**YOUR OBJECTIVE**
Repeat exactly the lines that run from the one containing "TARGET = white porch skirt panel" to the end of the data, and leave out all others.

**Dataset records about object locations**
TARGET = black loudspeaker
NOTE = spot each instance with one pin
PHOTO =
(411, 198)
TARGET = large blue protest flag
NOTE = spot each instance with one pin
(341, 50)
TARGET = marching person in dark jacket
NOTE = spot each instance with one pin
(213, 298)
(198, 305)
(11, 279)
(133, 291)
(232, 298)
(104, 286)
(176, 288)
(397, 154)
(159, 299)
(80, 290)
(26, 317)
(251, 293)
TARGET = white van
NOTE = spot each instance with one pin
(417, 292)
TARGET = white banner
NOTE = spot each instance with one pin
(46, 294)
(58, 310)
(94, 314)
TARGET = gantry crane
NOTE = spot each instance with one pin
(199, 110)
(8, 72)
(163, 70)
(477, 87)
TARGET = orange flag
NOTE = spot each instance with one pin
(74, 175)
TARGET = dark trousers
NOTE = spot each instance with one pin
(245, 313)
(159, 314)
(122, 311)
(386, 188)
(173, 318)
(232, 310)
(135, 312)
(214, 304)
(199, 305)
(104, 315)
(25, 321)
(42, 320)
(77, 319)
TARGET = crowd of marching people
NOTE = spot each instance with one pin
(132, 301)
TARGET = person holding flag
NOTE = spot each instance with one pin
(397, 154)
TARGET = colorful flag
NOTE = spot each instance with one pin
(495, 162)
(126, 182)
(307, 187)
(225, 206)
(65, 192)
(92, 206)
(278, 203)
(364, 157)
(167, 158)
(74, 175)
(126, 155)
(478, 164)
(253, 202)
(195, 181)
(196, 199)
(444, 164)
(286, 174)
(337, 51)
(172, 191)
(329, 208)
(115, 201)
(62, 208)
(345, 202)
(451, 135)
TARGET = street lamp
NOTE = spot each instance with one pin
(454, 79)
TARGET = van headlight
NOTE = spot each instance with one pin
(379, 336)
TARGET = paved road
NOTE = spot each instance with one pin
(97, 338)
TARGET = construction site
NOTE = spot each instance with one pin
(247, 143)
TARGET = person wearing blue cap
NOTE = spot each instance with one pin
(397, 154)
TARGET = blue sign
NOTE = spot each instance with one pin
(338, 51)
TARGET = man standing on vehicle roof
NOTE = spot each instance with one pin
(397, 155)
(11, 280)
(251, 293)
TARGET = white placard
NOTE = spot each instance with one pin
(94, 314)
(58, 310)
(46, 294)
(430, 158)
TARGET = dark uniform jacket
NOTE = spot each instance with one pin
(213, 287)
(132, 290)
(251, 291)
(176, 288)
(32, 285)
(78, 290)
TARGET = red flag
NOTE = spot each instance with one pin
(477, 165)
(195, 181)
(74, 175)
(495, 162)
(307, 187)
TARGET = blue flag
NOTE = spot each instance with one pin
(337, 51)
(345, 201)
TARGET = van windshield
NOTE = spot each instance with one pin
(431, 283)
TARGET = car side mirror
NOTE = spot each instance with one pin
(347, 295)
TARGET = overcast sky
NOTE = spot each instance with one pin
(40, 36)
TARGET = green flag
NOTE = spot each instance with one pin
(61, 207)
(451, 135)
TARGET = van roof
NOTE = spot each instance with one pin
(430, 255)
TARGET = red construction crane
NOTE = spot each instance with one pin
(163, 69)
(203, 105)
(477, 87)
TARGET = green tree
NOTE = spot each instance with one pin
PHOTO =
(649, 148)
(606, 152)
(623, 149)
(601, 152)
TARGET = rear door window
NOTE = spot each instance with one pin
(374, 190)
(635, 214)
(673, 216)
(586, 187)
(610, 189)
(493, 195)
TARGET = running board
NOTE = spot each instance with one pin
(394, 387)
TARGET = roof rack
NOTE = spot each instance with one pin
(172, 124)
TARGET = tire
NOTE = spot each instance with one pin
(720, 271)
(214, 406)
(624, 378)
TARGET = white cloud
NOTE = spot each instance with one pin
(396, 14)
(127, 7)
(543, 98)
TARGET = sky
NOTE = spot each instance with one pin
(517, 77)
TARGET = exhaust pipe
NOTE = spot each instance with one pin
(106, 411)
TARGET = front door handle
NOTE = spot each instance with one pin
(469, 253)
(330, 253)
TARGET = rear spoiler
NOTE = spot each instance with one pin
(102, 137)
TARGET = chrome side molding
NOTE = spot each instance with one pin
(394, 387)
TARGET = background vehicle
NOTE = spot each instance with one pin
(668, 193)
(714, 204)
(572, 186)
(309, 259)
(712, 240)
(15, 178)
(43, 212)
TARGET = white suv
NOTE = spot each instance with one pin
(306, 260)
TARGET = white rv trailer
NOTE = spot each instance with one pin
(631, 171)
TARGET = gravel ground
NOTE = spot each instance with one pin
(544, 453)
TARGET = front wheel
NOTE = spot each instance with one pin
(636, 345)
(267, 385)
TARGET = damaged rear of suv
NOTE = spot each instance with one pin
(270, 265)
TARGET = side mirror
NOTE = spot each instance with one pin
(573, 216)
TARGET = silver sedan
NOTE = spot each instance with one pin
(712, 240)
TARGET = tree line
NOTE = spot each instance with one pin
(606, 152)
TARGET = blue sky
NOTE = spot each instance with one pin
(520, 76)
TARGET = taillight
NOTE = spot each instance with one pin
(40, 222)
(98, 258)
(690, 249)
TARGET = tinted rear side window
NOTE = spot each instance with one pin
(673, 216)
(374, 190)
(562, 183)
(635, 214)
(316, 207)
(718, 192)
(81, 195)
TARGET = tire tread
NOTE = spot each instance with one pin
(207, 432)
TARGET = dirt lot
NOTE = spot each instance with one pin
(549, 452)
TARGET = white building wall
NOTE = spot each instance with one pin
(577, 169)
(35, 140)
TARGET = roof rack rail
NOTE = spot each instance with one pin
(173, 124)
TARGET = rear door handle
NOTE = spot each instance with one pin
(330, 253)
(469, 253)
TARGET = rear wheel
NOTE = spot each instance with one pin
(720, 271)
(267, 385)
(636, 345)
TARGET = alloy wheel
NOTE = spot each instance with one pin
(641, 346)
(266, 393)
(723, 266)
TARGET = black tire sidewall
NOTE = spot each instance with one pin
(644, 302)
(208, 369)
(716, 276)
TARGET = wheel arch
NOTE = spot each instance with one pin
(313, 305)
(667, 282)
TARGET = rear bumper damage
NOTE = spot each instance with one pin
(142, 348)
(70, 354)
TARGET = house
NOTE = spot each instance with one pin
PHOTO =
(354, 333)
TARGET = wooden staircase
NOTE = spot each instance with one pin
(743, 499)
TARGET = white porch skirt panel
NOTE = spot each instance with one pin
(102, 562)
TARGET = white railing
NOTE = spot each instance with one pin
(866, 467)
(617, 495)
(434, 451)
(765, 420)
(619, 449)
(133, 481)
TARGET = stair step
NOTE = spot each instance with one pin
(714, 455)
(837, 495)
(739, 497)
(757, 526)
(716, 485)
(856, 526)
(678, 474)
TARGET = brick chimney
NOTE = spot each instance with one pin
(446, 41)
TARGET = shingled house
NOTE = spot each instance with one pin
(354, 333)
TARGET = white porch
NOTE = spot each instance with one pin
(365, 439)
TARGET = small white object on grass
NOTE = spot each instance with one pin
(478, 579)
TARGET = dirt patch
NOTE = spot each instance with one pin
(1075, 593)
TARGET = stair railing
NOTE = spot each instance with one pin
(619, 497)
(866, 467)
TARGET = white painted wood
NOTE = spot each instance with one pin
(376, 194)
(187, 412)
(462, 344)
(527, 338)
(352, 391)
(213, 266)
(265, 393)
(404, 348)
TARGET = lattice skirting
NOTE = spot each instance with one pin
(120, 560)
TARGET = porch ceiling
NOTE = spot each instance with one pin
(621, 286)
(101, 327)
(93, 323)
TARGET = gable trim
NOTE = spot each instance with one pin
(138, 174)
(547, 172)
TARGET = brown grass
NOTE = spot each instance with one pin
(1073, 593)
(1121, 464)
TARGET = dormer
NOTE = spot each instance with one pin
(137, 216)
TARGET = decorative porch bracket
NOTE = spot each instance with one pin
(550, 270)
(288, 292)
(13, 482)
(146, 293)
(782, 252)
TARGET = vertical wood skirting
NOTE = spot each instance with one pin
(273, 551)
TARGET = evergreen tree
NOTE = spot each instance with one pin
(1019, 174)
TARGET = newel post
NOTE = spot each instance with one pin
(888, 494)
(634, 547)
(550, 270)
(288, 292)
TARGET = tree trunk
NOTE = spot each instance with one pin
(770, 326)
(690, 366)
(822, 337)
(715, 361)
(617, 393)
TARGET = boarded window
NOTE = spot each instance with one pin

**THE ANSWER**
TARGET = white porch skirt panel
NOTE = spot each instance with one pin
(102, 562)
TARGET = white railing
NOTE = spot each instance with one pin
(866, 467)
(617, 495)
(434, 451)
(765, 420)
(619, 449)
(133, 481)
TARGET = stair step
NOTE = spot each instance with one pin
(714, 455)
(837, 495)
(739, 497)
(757, 526)
(716, 485)
(856, 526)
(678, 474)
TARGET = brick chimney
NOTE = spot each instance with one pin
(446, 41)
TARGET = shingled house
NOTE = spot each instance with one pin
(354, 333)
TARGET = white porch
NOTE = spot each instance with one pin
(365, 439)
TARGET = small white object on grass
NOTE = spot each instance with one pin
(478, 579)
TARGET = dirt patch
NOTE = spot each instance with one pin
(1075, 593)
TARGET = stair railing
NOTE = spot each instance with one pin
(619, 497)
(866, 467)
TARGET = white painted wood
NOTE = spot each instance with one pin
(376, 194)
(187, 412)
(462, 344)
(527, 338)
(352, 391)
(213, 266)
(265, 393)
(404, 348)
TARGET = lattice skirting
NOTE = spot each instance with one pin
(120, 560)
TARGET = porch ceiling
NOTE = spot each instance with one pin
(621, 286)
(101, 327)
(93, 323)
TARGET = gable trim
NOTE = spot each instance with one pin
(138, 174)
(547, 172)
TARGET = brown grass
NOTE = spot each instance with one pin
(1073, 593)
(1121, 464)
TARGET = dormer
NOTE = spot each instance with one pin
(137, 216)
TARGET = decorative porch bracket
NOTE = spot each instance with one pin
(550, 270)
(288, 292)
(13, 482)
(146, 293)
(782, 252)
TARGET = vertical wood skirting
NOTE = spot each instance with one pin
(273, 551)
TARGET = evergreen tree
NOTE = spot each instance with one pin
(1019, 174)
TARGET = newel post
NOTE = spot each instance with one pin
(888, 494)
(634, 547)
(550, 270)
(288, 292)
TARGET = tree trunk
NOTE = spot each instance with one pin
(770, 326)
(690, 366)
(822, 337)
(715, 361)
(617, 393)
TARGET = boarded window
NOTE = spot each instance with one pin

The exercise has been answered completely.